#### Dataset entries
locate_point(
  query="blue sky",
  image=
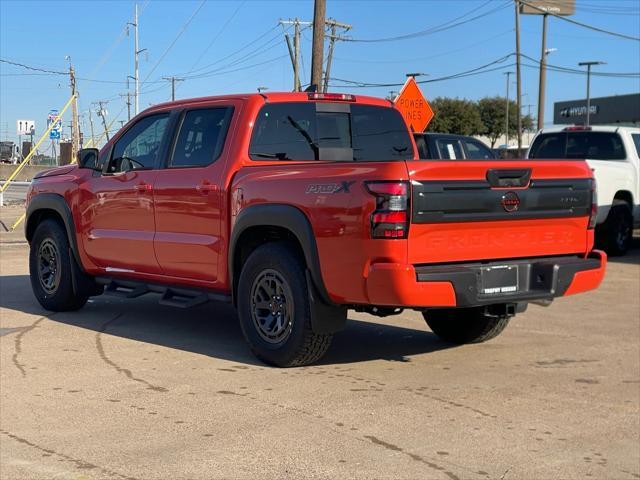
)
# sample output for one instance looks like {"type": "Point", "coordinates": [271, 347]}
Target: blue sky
{"type": "Point", "coordinates": [41, 34]}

#### Work to do
Reproduce the rows above with each "blue sky" swapped for "clear sky" and nothing else altered. Leave the pictures out.

#### Expected answer
locate_point(
  query="clear sky",
  image=
)
# sample output for one instance looks like {"type": "Point", "coordinates": [271, 347]}
Target: clear sky
{"type": "Point", "coordinates": [41, 34]}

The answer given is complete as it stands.